Text-to-region grounding data:
BEGIN

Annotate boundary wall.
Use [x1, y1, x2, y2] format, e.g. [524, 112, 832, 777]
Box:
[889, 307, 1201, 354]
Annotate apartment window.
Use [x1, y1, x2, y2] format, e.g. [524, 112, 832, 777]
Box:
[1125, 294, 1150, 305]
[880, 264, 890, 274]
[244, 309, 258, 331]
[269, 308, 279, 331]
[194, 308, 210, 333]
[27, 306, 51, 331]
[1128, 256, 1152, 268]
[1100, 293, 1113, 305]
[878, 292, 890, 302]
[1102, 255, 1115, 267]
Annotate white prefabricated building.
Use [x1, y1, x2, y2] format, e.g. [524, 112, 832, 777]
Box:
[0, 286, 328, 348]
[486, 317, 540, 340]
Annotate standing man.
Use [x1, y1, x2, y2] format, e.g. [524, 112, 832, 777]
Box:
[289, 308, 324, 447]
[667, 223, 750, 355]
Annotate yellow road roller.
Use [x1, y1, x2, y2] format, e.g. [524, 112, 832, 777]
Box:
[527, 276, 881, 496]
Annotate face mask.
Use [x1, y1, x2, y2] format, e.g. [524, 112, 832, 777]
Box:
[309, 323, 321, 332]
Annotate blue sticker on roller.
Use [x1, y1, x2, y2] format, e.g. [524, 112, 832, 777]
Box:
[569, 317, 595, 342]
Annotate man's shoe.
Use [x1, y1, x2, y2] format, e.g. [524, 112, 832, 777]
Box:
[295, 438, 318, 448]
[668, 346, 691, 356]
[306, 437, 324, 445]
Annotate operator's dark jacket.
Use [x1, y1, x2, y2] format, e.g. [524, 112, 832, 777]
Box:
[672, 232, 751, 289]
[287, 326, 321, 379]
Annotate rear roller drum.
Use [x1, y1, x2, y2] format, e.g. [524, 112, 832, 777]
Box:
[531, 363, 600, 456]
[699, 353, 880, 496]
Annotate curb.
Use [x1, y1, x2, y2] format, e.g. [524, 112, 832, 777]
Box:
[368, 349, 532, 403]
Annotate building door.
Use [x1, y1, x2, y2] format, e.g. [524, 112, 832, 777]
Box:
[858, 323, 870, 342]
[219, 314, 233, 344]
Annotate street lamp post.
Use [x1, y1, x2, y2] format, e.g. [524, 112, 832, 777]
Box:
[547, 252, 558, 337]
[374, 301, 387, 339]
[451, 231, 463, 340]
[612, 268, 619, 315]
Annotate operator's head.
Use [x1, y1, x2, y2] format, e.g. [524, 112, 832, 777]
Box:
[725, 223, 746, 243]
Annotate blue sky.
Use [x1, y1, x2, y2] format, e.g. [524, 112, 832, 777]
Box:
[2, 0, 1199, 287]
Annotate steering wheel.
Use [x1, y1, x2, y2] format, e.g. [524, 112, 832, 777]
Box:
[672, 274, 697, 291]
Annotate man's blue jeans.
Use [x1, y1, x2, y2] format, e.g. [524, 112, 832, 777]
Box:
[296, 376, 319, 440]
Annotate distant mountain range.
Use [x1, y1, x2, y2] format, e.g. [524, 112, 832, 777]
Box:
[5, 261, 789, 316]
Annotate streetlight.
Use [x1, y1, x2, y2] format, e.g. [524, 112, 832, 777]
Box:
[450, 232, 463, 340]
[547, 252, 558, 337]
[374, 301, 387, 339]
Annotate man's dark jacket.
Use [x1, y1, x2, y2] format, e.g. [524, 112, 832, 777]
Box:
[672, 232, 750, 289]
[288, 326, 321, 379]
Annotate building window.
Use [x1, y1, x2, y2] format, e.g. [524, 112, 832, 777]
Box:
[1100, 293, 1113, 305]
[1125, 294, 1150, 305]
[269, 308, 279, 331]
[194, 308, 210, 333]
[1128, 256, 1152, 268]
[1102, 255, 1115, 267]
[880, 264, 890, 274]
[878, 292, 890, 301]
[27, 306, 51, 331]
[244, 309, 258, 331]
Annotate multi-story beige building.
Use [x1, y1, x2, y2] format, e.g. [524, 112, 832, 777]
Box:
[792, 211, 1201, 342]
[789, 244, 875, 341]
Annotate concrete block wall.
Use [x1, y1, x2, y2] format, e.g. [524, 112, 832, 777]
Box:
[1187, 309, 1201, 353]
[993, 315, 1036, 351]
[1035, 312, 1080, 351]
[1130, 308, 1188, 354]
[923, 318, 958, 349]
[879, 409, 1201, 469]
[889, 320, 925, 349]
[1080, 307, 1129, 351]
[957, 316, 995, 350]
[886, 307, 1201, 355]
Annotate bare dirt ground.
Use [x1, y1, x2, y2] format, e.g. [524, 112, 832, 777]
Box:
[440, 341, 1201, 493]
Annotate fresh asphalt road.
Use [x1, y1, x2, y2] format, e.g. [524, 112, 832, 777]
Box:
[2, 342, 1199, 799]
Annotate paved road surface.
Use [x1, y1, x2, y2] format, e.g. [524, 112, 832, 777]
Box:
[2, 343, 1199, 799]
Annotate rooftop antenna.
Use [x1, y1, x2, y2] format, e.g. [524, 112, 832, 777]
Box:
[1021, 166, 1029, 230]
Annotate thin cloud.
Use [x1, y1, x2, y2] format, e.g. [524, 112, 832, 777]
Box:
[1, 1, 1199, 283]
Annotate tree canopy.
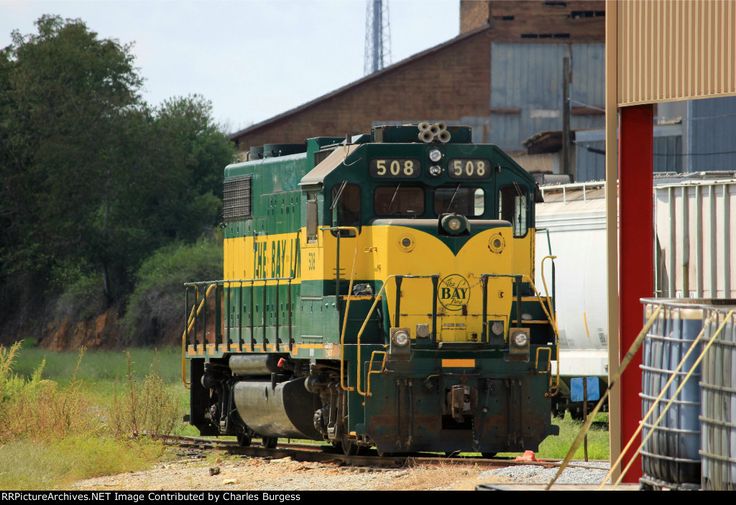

END

Exercise objective:
Look through the entries above. Copy each line in which the string "wall" occurs.

Answer section:
Annotate boundary wall.
Annotate concrete block wall.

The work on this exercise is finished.